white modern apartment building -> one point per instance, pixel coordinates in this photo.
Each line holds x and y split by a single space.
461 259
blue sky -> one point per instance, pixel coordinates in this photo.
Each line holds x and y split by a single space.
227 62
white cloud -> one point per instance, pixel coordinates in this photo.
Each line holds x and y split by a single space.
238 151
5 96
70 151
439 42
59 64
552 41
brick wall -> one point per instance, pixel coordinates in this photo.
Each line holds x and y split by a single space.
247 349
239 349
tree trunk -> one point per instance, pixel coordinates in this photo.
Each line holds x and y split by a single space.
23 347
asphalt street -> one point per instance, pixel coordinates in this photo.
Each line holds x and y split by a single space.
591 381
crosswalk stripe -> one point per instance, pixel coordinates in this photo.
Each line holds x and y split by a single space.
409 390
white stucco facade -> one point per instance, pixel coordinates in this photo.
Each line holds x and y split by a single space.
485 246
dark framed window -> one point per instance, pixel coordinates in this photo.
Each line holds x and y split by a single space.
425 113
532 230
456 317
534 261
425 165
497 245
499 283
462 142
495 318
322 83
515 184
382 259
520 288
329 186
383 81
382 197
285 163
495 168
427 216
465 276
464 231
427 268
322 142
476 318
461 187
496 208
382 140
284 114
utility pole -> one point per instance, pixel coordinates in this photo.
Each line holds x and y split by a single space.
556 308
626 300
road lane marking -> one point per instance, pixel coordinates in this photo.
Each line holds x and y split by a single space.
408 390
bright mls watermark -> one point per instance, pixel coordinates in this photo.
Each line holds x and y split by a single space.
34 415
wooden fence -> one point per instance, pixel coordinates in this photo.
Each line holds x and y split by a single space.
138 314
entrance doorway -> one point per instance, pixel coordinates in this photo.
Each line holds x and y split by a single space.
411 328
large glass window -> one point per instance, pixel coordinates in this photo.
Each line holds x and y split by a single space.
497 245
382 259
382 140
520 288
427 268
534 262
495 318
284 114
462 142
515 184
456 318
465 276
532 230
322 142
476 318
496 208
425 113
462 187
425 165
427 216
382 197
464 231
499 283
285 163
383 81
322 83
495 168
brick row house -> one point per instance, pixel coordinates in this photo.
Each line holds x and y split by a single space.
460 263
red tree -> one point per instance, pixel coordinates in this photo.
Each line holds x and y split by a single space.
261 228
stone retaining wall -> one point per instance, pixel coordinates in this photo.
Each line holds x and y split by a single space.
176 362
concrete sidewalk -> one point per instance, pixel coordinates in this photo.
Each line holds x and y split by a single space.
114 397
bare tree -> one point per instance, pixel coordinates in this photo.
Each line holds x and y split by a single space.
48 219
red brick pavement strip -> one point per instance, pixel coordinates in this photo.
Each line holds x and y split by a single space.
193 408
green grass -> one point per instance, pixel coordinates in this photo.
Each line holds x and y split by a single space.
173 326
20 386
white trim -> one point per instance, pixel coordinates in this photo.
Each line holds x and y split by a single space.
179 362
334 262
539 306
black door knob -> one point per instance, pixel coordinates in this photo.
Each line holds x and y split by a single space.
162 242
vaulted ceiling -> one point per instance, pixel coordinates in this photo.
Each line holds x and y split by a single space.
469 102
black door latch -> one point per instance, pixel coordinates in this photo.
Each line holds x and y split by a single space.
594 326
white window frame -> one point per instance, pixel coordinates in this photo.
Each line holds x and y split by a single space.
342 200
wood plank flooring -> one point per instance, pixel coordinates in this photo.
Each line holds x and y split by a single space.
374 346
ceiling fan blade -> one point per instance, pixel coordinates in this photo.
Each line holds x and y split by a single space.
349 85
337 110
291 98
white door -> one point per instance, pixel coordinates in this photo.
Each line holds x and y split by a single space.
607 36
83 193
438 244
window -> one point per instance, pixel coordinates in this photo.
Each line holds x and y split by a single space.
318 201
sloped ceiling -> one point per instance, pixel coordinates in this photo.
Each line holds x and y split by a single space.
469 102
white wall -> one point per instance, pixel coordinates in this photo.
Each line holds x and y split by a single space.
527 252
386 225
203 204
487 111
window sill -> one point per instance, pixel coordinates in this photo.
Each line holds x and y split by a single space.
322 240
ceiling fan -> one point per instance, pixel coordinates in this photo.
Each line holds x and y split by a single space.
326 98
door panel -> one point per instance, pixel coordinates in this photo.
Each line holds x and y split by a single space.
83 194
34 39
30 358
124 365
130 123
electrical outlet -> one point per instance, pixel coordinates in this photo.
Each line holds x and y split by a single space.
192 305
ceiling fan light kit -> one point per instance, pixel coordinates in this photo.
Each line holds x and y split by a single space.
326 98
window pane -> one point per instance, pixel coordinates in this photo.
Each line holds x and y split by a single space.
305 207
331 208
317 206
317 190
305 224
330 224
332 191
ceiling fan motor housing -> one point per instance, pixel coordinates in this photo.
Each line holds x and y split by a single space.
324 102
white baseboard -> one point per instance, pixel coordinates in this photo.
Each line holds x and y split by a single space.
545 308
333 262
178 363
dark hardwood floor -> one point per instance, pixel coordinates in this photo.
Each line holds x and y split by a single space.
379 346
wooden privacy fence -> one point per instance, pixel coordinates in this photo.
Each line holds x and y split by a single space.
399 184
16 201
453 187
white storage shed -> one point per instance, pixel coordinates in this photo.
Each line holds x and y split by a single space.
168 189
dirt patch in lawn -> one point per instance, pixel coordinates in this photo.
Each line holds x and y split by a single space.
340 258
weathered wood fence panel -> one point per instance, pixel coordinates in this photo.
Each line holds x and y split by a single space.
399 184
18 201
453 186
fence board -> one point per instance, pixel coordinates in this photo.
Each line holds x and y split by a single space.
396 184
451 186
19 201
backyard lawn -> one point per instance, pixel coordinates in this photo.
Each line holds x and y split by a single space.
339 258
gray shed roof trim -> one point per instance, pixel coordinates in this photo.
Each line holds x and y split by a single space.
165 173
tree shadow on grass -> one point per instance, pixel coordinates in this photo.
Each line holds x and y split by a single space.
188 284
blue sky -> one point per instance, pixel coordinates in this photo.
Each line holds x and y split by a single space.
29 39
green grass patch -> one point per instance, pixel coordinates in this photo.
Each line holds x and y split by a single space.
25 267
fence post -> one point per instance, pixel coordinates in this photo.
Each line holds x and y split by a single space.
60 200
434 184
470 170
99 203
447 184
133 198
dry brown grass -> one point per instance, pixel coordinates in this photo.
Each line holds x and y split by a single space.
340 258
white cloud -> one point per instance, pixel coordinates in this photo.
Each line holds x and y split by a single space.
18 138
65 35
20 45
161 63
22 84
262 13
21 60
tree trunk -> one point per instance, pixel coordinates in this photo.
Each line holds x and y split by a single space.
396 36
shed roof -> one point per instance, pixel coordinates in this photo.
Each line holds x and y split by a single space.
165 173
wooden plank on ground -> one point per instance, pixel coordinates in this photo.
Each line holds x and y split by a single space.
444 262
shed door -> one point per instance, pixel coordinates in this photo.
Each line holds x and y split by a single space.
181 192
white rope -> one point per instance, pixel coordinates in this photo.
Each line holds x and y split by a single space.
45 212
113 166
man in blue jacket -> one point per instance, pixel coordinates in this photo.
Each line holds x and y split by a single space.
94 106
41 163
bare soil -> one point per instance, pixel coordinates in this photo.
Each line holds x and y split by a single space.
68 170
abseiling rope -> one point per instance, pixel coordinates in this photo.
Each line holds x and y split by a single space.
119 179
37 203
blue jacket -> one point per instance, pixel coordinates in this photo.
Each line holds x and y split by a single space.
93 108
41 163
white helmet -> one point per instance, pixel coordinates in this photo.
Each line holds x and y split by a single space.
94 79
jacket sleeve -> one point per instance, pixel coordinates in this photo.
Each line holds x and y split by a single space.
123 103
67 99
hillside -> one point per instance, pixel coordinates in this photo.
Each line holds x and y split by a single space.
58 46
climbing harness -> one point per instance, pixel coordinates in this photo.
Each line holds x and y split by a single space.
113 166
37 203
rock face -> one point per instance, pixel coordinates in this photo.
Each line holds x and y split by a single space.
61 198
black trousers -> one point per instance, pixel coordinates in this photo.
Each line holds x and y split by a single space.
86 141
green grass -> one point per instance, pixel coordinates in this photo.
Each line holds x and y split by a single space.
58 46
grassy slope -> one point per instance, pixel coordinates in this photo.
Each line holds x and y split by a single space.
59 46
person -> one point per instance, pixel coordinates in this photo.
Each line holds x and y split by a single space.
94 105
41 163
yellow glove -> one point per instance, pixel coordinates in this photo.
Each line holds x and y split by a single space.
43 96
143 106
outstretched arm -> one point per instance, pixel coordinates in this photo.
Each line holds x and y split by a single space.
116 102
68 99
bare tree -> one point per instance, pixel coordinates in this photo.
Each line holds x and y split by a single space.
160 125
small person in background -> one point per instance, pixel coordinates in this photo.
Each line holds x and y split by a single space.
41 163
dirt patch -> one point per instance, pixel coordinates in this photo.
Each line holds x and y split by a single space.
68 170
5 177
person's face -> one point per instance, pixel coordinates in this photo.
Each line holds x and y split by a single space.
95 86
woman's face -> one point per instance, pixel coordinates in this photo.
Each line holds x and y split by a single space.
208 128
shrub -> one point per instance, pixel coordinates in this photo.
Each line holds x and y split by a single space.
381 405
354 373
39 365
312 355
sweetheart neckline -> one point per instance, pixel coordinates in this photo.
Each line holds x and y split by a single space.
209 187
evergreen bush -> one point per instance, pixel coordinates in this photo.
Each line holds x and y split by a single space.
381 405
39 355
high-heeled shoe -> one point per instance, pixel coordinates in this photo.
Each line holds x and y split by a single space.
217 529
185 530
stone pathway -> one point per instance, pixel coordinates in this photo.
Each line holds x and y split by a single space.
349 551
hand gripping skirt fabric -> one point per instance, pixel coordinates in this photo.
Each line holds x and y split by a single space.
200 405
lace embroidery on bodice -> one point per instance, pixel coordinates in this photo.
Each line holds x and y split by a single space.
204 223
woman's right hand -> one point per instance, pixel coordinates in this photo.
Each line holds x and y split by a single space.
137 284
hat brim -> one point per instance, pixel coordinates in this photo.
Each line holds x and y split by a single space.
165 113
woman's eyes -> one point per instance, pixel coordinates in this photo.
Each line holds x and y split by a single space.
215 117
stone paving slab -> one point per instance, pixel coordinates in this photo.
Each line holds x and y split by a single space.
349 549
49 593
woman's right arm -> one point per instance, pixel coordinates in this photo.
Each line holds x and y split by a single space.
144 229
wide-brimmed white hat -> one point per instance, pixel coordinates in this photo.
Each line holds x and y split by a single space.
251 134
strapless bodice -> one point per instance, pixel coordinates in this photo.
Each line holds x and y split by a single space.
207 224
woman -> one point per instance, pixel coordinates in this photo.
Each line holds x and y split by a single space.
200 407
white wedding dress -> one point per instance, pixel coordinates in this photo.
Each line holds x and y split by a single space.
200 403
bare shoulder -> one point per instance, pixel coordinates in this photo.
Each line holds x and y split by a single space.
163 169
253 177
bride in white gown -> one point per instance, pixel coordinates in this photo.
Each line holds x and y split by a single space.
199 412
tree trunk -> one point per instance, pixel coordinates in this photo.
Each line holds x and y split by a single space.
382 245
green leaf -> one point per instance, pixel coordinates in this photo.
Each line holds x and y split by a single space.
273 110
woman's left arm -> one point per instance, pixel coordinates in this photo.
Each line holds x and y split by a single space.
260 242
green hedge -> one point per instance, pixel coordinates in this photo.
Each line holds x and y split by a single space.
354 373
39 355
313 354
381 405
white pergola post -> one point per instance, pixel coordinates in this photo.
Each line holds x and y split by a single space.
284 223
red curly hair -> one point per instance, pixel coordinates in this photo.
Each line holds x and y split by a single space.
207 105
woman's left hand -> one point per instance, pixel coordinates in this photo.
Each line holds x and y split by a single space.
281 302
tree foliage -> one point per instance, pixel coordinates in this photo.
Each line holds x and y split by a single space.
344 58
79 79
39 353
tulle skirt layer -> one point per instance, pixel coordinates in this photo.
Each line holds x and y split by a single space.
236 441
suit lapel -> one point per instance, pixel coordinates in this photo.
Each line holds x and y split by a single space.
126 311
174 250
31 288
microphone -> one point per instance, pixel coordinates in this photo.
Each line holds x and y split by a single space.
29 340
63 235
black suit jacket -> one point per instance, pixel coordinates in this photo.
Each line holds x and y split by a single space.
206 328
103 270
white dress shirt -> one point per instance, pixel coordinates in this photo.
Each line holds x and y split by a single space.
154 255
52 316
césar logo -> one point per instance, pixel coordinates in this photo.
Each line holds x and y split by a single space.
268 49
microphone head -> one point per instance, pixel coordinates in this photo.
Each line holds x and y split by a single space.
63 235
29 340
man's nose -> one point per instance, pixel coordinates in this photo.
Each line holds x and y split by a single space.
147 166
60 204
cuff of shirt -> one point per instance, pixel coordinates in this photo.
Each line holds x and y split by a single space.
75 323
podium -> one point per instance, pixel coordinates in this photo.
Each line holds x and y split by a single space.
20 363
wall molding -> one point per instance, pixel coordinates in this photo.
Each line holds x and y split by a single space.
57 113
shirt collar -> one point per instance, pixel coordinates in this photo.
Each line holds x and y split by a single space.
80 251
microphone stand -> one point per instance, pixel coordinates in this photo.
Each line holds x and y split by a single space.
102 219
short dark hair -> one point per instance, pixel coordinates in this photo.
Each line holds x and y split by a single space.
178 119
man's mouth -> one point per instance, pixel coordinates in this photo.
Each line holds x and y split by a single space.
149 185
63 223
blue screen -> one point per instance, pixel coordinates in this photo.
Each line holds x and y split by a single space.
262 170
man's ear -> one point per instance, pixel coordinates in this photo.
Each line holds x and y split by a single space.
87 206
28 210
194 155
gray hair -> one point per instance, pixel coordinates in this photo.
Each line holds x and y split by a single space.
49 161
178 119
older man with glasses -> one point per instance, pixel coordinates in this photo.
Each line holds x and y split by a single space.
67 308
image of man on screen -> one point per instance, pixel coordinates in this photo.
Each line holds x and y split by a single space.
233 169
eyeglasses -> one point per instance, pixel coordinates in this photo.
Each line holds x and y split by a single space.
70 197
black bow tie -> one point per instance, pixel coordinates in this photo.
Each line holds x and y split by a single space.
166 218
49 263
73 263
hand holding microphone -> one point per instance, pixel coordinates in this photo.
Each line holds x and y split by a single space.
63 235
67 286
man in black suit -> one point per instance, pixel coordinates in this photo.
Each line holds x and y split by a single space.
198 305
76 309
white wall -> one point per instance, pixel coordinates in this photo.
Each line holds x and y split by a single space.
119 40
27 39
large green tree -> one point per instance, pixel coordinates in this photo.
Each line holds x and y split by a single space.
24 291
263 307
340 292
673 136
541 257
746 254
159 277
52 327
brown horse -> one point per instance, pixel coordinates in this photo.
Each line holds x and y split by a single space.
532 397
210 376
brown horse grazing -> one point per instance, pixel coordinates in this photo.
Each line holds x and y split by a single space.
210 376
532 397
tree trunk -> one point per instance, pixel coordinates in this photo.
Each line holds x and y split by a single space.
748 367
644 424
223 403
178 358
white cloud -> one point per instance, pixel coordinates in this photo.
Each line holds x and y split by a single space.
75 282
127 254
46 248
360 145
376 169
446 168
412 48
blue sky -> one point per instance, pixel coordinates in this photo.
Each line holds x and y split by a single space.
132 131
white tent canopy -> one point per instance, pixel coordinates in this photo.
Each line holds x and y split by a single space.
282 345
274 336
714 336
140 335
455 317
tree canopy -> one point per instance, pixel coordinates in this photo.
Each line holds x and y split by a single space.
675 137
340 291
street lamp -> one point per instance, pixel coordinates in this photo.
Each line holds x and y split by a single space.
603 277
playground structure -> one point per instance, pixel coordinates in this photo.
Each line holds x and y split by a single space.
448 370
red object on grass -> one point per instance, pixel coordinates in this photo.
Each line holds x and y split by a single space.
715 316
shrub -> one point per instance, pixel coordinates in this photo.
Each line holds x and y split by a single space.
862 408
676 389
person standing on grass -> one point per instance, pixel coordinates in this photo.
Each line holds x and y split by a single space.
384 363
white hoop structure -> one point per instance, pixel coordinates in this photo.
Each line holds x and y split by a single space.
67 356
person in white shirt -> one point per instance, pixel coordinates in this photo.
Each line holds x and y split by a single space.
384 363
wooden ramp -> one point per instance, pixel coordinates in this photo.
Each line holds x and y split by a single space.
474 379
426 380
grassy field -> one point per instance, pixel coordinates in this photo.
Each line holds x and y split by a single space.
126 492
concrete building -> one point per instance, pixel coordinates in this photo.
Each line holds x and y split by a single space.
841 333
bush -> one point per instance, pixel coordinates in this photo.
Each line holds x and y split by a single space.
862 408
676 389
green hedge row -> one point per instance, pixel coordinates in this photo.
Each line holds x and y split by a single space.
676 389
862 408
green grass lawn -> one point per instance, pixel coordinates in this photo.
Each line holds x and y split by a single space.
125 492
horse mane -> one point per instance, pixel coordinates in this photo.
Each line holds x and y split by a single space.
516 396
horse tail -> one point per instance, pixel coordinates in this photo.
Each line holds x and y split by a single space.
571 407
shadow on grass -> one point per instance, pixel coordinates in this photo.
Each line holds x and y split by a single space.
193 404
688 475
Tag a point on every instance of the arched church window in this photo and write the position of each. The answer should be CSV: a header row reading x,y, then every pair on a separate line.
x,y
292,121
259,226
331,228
··········
[THE TASK]
Retype, exactly and only, the lines running from the one with "white hoop structure" through the final line of the listing above.

[RESPONSE FOR THIS EXERCISE]
white hoop structure -> one point per instance, pixel coordinates in this photo.
Each line holds x and y split by a single space.
67 356
person in white shirt -> one point per instance, pixel coordinates in this photo.
Each line holds x and y split by a single space.
384 363
wooden ramp -> one point per instance, pixel coordinates in this photo.
Each line holds x and y split by a single space.
474 379
426 380
grassy field -> one point per instance, pixel coordinates in this photo.
Each line holds x and y split by a single space.
126 492
concrete building -> one point per instance, pixel coordinates in this photo.
Each line holds x and y split by a single space.
841 333
bush -> one point per instance, pixel coordinates in this photo.
Each line holds x and y split by a single space.
862 408
676 389
green hedge row -> one point per instance, pixel coordinates in this photo.
Each line holds x and y split by a single space.
676 389
862 408
green grass lawn -> one point per instance, pixel coordinates in this photo.
Each line holds x and y split by a single space.
125 492
horse mane -> one point per instance, pixel coordinates in this photo.
Each line holds x and y split by a single space.
516 396
horse tail -> one point per instance, pixel coordinates in this photo.
Each line holds x and y split by a single space.
571 407
shadow on grass -> one point per instance, pixel coordinates in this photo.
Each line holds x and y split by a single space.
193 404
688 475
Tag a point on every instance of the arched church window in this photo and write the position of each. The answer should be CSV: a header row reading x,y, then every pair on a separate line.
x,y
292,121
259,226
331,228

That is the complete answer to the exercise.